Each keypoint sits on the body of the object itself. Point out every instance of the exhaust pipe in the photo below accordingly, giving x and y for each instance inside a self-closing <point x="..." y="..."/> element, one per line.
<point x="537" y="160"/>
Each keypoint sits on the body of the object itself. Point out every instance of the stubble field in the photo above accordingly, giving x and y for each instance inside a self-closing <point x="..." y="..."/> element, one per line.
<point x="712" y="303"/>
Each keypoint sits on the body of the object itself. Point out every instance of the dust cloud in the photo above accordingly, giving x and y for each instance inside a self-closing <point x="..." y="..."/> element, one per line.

=== Exercise instructions ===
Rewrite all the entries above, swapping "keypoint" for "marker" and leaving everything else intact.

=== Final result ===
Each marker sits on the body of the object itself. Point out every instance of the exhaust pipe in the photo below accordingly, giving x and y for each instance inside a self-closing <point x="..." y="..."/> element, one per line.
<point x="537" y="160"/>
Each marker sits on the body of the object itself. Point out every instance of the stubble field in the photo above accordingly, giving x and y for each instance inside a self-closing <point x="..." y="..."/> element, one per line.
<point x="712" y="303"/>
Each marker sits on the body of the object itself. Point out every instance of the dust cloud in the photo above accordingly, giving x and y for each instance inside a self-closing <point x="..." y="..."/> element, one per line.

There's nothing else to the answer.